RECORDS:
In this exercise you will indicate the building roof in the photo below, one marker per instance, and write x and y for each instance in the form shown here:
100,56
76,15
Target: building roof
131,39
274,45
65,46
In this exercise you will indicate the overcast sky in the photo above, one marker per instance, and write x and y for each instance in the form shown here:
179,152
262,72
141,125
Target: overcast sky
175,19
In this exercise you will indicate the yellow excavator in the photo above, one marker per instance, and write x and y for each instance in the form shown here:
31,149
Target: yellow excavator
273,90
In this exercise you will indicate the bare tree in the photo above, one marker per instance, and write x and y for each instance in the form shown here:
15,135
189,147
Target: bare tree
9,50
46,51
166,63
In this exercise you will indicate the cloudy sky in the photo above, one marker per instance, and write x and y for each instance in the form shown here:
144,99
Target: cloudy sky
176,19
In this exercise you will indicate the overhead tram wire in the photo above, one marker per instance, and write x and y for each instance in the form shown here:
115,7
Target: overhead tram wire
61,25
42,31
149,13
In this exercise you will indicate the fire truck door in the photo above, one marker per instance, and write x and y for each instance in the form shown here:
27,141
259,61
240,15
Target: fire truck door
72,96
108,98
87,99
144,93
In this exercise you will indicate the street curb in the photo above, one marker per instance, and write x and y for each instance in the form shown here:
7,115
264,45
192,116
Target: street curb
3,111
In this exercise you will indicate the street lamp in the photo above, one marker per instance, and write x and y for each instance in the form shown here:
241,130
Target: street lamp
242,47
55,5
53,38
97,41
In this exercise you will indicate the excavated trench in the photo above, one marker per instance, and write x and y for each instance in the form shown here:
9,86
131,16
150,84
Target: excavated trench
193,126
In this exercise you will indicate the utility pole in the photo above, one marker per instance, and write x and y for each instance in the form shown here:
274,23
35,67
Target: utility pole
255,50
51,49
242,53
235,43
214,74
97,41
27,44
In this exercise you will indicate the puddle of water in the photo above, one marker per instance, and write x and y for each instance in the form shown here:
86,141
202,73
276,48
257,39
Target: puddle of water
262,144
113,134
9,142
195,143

WORK TO COMPLETE: Would you print each line of the listing again, unaltered?

EXPECTED ANSWER:
In this exercise you will indicate the building roof in the photo below, one marker per instance, and write x and y for each instance in the form shown here:
100,56
76,15
Target: building roof
131,39
274,45
65,46
In this exercise you will indicate the overcast sky in the photo above, one marker per instance, and write x and y for each instance in the form shown here:
179,152
262,72
141,125
Target: overcast sky
175,19
In this exercise you will indicate the yellow excavator in the photo above, one marker per instance, and write x and y for each instance in the form shown here:
31,149
Target: yellow excavator
273,90
In this exercise you will indicate the bare tree in the photo above, one marker per instance, and write x and y for each instance in the form shown here:
15,135
189,147
Target: bare tree
9,50
46,51
166,63
In this exercise you will indicate the cloudy sky in the photo above, one marker per instance, and write x and y for each instance in the form shown here:
144,99
Target: cloudy sky
176,19
In this exercise you will indicate the overhead tram wire in the photo above, one marker per instance, and write x and y for each instance in the form shown here:
115,7
Target: overhead tram wire
61,25
42,31
149,13
In this exercise you will indicate the fire truck door in the photo above, one marker per instance, and write x and y for each instance in the form shown here:
27,141
259,61
240,15
Target: fire truck door
72,96
108,98
87,99
144,93
In this exercise you will indicate the street curb in the photo above, one marker per instance, and write x and y for each instance in the form shown here:
7,115
264,45
192,116
Target: street curb
3,111
In this exercise you will indicate the street lamp in the photo above, one marker per instance, and write x and y for each instance in the form shown here:
241,130
Target: street lamp
242,47
55,5
53,38
97,41
In this exercise you will indicate the excavated trench in the photo above, one marker per instance, and write x and y for each instance in the form shown here:
9,86
131,16
150,84
Target: excavated trench
193,126
In this exercise you will indicate the utility pole in the photo above, one marker per instance, and write x and y for each instance in the form shown here:
274,23
35,67
Target: utility pole
255,50
51,49
242,53
235,43
214,74
97,41
27,44
In this exercise you will indicate the puddle of water in the photo above, one marker per instance, and write x and y for each instance in the form shown here:
86,141
202,73
276,48
257,39
Target: puddle of water
262,144
113,134
9,142
195,143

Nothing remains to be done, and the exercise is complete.